• [TASK OBJECTIVE]:
Return each of the lines below word for word, leaving out the pictures.

* * * * *

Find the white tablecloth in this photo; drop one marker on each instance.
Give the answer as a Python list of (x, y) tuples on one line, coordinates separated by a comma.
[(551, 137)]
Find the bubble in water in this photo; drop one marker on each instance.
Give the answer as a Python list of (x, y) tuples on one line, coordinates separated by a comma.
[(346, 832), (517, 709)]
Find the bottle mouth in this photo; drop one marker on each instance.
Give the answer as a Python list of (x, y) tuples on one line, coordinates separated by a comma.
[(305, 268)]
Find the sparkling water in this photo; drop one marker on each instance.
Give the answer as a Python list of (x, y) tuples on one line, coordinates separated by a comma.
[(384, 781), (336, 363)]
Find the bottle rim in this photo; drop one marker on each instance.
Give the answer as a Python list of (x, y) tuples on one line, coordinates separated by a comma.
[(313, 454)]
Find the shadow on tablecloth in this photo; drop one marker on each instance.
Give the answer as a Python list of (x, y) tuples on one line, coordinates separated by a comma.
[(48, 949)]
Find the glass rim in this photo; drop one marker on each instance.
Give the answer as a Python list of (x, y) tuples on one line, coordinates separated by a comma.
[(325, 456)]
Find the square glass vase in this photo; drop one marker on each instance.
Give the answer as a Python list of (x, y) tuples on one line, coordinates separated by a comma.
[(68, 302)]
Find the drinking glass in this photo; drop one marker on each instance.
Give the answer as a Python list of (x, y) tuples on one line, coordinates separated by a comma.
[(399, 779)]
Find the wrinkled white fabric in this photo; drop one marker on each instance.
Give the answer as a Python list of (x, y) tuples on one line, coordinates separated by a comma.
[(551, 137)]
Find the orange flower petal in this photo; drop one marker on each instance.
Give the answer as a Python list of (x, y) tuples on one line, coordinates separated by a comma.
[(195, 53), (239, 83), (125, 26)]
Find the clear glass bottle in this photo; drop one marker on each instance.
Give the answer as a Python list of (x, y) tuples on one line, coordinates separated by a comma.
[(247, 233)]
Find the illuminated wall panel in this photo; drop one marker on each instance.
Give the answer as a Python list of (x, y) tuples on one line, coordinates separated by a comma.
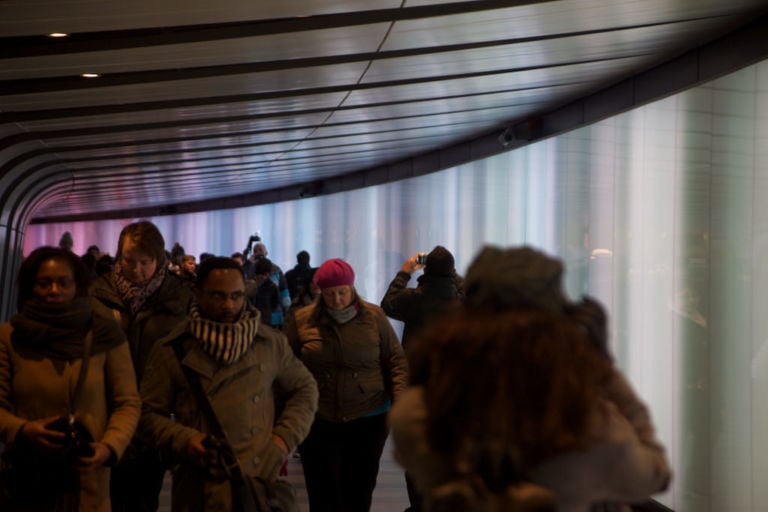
[(661, 213)]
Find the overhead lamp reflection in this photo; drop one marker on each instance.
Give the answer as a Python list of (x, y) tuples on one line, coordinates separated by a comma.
[(600, 253)]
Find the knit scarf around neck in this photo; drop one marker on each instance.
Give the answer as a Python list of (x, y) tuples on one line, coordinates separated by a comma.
[(345, 315), (135, 295), (58, 330), (226, 342)]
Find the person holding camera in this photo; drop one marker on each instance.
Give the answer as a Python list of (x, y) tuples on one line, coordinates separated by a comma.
[(437, 291), (208, 397), (68, 399)]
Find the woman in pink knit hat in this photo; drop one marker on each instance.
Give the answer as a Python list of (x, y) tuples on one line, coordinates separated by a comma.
[(350, 347)]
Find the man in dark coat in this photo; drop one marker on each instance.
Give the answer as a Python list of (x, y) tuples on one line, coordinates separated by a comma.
[(438, 290)]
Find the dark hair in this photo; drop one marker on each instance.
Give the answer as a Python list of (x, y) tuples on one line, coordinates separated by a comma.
[(591, 316), (215, 263), (25, 280), (262, 266), (523, 380), (147, 238)]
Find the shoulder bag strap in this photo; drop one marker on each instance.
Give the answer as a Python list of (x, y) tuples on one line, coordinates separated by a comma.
[(87, 349)]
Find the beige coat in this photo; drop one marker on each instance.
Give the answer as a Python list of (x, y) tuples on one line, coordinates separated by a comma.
[(242, 395), (359, 366), (33, 388)]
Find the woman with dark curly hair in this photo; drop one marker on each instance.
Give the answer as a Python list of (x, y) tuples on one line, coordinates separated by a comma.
[(518, 388), (42, 354)]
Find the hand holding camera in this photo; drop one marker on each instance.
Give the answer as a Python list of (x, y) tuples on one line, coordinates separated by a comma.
[(415, 262)]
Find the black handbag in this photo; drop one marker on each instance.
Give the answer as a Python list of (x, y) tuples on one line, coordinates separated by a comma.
[(27, 472)]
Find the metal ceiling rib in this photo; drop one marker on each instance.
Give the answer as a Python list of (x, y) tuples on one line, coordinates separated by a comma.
[(244, 102)]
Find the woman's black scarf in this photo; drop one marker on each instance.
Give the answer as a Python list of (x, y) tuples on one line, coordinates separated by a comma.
[(59, 330)]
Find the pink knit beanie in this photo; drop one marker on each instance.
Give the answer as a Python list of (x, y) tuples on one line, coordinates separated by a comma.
[(335, 272)]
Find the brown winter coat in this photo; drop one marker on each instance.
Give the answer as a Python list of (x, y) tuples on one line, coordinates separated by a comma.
[(162, 311), (109, 407), (242, 397), (359, 365)]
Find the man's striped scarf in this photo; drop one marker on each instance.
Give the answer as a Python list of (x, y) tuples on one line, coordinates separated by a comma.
[(226, 342)]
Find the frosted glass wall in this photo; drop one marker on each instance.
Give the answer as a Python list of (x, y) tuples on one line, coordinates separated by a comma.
[(661, 213)]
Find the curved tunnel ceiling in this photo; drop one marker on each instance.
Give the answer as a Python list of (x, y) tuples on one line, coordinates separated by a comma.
[(217, 104)]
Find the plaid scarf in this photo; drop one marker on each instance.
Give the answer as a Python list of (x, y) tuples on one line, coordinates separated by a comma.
[(135, 295), (226, 342)]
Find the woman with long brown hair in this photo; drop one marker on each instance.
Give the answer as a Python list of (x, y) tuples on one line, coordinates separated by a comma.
[(148, 301), (516, 389)]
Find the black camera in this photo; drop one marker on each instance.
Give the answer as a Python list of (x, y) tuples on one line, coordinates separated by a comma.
[(77, 440), (251, 240)]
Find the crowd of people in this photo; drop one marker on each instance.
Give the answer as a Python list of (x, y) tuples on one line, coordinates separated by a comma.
[(502, 394)]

* * * * *

• [WRITTEN REPLY]:
Find the white tablecloth in this photo; drop one marker on each instance.
Give the answer as a Python list of (x, y) tuples on one line, coordinates separated by a comma.
[(551, 137)]
Find the bubble in water in this photo; drop one marker on each instance.
Give the answer as a Python list of (x, y) tuples on one line, coordinates separated by a comma.
[(346, 832), (517, 709)]
Find the bottle mouth in this photo; drop one marker on each instance.
Give the answer as a Python list of (x, y) tuples on one line, coordinates separated by a comma.
[(305, 268)]
Find the sparkling water in this photo; drop one marker on each instance.
Give the answer as a Python list of (x, y) tuples on one line, coordinates separated by a comma.
[(384, 781), (336, 363)]
Find the bottle rim in this photo; drop one marker on each instance.
Give the answer as a Python list of (x, y) tuples on one line, coordinates separated by a comma.
[(313, 454)]
Find the shadow on tablecloth in this photo; drop one marker on each instance.
Give the answer as a Python list of (x, y) tuples on one line, coordinates separated by a comma.
[(48, 949)]
Find the glass rim in this photo; drop one marker on each instance.
Give the answer as a Python list of (x, y) tuples on one line, coordinates separated by a comma.
[(325, 456)]
Find the square glass vase in this photo; drop one marker on each instance.
Give the answer as a Python list of (x, y) tuples on one line, coordinates separated by a comma.
[(68, 302)]
Find the drinking glass in this photo; drop one marker on each instance.
Give the answer as a Python list of (x, y) tuples on one line, coordinates separated by a comma.
[(399, 779)]
Find the wrinkled white fabric in this photo; drop one marker on each instance.
Give the answer as a Python list of (x, y) tuples on one line, coordinates separated by a comma.
[(551, 137)]
Find the orange flower petal in this photo; drop one marker on each instance.
Give the answer as a Python list of (x, y) tuples on one line, coordinates separated by a comma.
[(195, 53), (239, 83), (125, 26)]
Find the clear glass bottle in this photo; drop one marker on each instance.
Give the answer as a Python list of (x, y) tuples on one line, coordinates separated by a comma.
[(247, 233)]
Find the illuminated wall panel in this photo; drop one marker on each instance.
Give the answer as a Python list of (x, y) tuples on one line, coordinates separated by a comma.
[(661, 213)]
Find the overhead lamp reflection in this photo; drop one marker on each instance.
Give the answer as a Python list of (x, y) tuples on one line, coordinates separated by a comma.
[(600, 253)]
Find the knit scarf around neck in this photo; drop one marker on each instance.
Give the answer as a Python list of (x, y) tuples on one line, coordinates separated by a comma.
[(345, 315), (135, 295), (58, 330), (226, 342)]
Find the person holding camera in this photo; drop one marker on each instance.
Give the answer as a Python list of (x, y) tuples on one line, coordinates separated by a comma.
[(437, 291), (208, 397), (68, 399)]
Find the woman in pink knit hat in this photo; drop one marker on each instance.
Give the answer as a Python list of (x, y) tuples on one line, coordinates separated by a comma.
[(350, 347)]
Find the man in dark coat in this photo; drop one marker on each instance.
Give the answer as a Python list of (x, y) tuples on one line, coordinates separated by a comma.
[(438, 290)]
Find the dark hair in this photo; drop one marker on each instance.
Give the answer as a Python list of (x, y) tuples on one line, coordinates separated by a comma.
[(591, 316), (215, 263), (25, 280), (262, 266), (523, 380), (147, 238)]
Find the shoulder bag strap in this photo; drop one marker on each instance.
Give the answer as a Python list of (x, y) tuples on one line, coordinates separated by a comma.
[(87, 349)]
Find the beige coat in this photo; drop one marker on each instance.
Give the answer as a Python list of (x, y) tuples on one line, coordinates separated by a comma.
[(242, 395), (359, 366), (33, 388)]
Find the woman with dark curly hair in this photo; drop one marker on each instance.
Give the answer as a Python list of (x, y) tuples on one line, coordinates separated by a comma.
[(518, 388), (42, 354)]
Find the hand holding camera in this photo; drop one marker on each instance.
Give the answer as a Python list of (x, y) tuples on one line, coordinates separated by a comma.
[(415, 262)]
Find the black handbag in this photo; drop one marker on each instance.
Give the answer as a Python list of (x, y) tuples on one line, coordinates separated by a comma.
[(27, 472)]
Find the metal ceiling rib in this photo; drop one marker on each instance.
Give the answer as a Python list of (x, y) tuples on one line, coordinates separated by a comma.
[(244, 102)]
Find the woman's black scarf in this photo; drop one marker on each instance.
Give the answer as a Python list of (x, y) tuples on one line, coordinates separated by a comma.
[(59, 330)]
Find the pink knit beanie in this photo; drop one marker on each instance.
Give the answer as a Python list of (x, y) tuples on one line, coordinates separated by a comma.
[(335, 272)]
Find the brown winter coat in this photo; drop one marker on each instance.
Give the answer as a Python list of (x, y) tuples on one line, coordinates separated by a comma.
[(162, 311), (109, 407), (242, 397), (359, 365)]
Find the man's striped scarf in this photo; drop one marker on each instance.
Give the answer as a Python list of (x, y) tuples on one line, coordinates separated by a comma.
[(226, 342)]
Find the frosted glass wall in this photo; drop one marker on each instance.
Give the answer as a Python list of (x, y) tuples on one line, coordinates separated by a comma.
[(661, 213)]
Find the curved tunnel ceiling in this photo; drop one marker on each instance.
Give the answer as a Python list of (x, y) tuples on one line, coordinates separated by a comma.
[(217, 104)]
Find the plaid scarf in this photo; drop one marker on each instance.
Give the answer as a Python list of (x, y) tuples on one line, coordinates separated by a comma.
[(135, 295), (226, 342)]
Find the woman with long brown hair in this photo; drop one marker on each instance.
Give the answer as a Python list of (x, y) tuples on one line, coordinates separated by a comma.
[(148, 301), (516, 389)]
Find the black camera in this photo; drop one marker on each instance.
Give the answer as a Python list of (x, y) tuples on one line, coordinates separated by a comma.
[(77, 440), (251, 240)]
Find the crowd of people in this photo; drop one marker on each instance.
Give the answer as a Python list of (x, y) tuples on one line, coordinates separated by a comma.
[(502, 394)]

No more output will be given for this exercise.